- Directions for this task: Filter the listing below, copying every line in which the word "white" appears.

Entries shown Block Start

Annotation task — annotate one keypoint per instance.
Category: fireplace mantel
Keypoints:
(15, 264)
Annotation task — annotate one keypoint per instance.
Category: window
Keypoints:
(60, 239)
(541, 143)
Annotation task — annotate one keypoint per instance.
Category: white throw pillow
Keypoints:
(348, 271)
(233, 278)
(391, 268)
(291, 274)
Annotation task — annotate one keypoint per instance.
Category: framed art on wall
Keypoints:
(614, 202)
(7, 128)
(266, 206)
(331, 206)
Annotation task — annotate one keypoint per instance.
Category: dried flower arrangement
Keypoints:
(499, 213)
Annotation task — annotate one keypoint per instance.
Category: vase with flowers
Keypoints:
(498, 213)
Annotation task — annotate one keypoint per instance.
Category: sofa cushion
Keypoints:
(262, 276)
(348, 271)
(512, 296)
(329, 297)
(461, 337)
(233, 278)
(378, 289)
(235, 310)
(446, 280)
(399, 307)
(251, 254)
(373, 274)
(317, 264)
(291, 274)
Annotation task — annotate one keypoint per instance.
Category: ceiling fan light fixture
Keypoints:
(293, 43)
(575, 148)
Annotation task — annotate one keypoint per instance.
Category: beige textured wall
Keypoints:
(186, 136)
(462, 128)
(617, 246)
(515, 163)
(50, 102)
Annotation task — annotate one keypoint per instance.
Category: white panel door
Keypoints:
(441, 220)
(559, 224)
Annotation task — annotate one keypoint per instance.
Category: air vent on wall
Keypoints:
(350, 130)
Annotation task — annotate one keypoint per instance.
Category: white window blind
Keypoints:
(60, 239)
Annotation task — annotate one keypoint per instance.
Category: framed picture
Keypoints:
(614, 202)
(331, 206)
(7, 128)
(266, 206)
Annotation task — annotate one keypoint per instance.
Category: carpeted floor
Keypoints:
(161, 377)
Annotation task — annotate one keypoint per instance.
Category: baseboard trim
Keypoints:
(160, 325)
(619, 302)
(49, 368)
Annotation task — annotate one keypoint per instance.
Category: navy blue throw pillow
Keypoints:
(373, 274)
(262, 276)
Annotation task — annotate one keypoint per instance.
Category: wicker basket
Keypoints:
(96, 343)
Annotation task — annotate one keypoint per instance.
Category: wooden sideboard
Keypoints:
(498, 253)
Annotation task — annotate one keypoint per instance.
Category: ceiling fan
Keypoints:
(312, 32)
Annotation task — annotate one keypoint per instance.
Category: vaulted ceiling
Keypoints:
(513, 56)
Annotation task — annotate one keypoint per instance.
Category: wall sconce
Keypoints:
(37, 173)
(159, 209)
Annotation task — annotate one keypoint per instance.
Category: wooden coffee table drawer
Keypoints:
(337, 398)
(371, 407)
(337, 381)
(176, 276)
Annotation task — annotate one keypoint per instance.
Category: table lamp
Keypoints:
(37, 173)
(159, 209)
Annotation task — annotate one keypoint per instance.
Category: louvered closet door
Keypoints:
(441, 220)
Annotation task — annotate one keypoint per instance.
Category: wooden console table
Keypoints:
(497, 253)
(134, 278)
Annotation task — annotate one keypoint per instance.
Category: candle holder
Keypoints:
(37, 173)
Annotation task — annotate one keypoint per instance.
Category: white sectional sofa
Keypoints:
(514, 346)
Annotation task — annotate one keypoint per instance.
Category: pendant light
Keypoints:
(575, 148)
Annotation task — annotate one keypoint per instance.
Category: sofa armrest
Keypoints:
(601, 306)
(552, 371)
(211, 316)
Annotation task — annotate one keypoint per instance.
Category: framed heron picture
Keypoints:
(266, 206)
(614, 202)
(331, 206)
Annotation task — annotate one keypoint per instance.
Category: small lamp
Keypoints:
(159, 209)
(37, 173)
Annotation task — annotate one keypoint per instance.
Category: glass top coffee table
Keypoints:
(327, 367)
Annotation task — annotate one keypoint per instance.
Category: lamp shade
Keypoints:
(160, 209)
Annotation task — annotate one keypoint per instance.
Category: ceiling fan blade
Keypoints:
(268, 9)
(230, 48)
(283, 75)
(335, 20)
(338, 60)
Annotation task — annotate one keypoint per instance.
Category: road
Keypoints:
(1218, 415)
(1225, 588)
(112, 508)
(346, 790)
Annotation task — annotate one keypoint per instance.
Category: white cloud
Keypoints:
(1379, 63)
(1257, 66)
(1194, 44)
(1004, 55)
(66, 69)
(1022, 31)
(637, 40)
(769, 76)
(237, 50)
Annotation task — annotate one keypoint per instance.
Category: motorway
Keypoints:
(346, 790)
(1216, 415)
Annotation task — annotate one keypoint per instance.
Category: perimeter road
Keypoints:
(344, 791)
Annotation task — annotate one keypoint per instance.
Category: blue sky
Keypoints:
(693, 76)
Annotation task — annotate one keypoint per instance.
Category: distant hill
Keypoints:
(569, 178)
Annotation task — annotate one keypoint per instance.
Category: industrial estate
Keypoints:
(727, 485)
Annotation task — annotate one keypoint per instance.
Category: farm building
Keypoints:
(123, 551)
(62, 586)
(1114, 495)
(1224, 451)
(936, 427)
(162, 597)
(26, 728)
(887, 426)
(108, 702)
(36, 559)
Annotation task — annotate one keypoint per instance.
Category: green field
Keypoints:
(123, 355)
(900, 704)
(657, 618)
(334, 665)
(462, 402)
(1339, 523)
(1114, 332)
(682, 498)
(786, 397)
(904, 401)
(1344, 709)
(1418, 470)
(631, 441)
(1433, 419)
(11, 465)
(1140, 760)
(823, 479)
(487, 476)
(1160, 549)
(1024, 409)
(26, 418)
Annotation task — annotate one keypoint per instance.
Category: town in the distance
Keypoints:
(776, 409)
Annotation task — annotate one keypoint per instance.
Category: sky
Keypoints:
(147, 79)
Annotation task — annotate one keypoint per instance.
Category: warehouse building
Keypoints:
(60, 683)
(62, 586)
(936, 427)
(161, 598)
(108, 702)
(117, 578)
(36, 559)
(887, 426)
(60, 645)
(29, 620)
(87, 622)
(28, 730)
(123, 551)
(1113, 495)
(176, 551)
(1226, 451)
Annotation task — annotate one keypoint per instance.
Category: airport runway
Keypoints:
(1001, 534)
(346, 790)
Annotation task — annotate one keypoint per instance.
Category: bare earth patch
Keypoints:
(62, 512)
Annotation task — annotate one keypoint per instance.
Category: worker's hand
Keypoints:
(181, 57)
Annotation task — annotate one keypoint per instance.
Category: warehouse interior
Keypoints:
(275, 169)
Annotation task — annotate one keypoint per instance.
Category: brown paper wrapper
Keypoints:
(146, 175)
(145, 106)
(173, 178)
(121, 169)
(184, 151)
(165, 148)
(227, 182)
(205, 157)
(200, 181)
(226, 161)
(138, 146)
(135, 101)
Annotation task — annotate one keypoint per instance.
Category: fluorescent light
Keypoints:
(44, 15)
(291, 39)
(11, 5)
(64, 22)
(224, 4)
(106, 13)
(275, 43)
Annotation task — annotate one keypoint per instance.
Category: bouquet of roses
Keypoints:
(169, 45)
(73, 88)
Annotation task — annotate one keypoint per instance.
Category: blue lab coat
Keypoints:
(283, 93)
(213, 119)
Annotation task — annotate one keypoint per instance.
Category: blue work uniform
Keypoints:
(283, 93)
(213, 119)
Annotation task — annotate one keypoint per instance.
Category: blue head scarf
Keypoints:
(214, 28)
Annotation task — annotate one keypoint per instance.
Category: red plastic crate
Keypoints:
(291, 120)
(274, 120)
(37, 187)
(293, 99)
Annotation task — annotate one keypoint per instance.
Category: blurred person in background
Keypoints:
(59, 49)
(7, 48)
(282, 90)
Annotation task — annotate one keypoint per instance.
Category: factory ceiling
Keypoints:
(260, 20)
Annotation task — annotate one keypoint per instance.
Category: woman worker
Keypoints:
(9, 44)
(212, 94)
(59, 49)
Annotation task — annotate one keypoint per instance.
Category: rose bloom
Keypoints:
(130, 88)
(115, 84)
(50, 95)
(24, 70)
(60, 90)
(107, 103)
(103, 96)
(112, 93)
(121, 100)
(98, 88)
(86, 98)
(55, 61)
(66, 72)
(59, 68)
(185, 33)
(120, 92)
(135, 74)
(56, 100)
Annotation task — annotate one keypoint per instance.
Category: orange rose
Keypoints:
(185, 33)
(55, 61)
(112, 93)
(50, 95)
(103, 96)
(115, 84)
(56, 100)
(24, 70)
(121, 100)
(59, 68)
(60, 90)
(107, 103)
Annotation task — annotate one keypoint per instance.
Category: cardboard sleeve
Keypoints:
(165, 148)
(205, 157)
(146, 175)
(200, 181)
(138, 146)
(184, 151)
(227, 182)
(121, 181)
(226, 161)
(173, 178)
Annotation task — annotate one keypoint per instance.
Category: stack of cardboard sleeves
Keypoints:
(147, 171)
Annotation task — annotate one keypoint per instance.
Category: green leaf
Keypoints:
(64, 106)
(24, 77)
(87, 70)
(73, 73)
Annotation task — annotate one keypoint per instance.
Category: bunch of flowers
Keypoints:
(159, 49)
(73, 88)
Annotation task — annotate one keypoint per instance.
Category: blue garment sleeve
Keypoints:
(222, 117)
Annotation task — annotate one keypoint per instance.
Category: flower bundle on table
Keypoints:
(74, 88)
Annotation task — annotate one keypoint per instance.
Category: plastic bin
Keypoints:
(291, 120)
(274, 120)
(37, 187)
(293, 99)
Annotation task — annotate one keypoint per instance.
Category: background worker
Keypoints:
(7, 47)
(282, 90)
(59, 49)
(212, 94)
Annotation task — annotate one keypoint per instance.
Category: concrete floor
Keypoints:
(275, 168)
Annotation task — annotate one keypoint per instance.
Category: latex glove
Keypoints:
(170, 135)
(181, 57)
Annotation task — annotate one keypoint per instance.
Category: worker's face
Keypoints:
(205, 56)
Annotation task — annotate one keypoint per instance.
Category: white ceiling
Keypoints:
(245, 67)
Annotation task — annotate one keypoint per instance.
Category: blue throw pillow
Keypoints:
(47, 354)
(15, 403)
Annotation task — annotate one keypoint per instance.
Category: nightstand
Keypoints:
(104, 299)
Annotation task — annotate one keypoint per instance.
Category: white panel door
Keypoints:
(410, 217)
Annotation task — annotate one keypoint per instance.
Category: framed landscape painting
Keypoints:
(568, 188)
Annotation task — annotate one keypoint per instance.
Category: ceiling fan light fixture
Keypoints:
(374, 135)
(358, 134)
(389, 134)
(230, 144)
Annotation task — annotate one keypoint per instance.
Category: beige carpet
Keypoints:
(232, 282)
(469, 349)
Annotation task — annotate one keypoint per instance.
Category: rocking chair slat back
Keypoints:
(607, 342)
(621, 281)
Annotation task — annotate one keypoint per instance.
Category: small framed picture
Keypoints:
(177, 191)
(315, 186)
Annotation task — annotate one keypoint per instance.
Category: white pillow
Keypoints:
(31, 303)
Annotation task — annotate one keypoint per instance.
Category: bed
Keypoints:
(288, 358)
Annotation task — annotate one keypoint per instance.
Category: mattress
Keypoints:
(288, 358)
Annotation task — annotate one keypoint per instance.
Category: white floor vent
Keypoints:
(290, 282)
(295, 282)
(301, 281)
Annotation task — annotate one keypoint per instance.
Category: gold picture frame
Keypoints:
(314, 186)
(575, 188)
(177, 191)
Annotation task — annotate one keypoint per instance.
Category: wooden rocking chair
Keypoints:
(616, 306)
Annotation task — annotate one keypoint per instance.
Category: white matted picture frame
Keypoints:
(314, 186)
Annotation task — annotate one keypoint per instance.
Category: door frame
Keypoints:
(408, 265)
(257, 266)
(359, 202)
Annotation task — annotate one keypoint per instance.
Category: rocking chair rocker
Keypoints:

Entries shown Block End

- Answer below:
Category: white throw pillow
Category: white panel door
Category: white window blind
Category: white sectional sofa
Category: white cloud
Category: white ceiling
Category: white panel door
Category: white pillow
Category: white floor vent
Category: white matted picture frame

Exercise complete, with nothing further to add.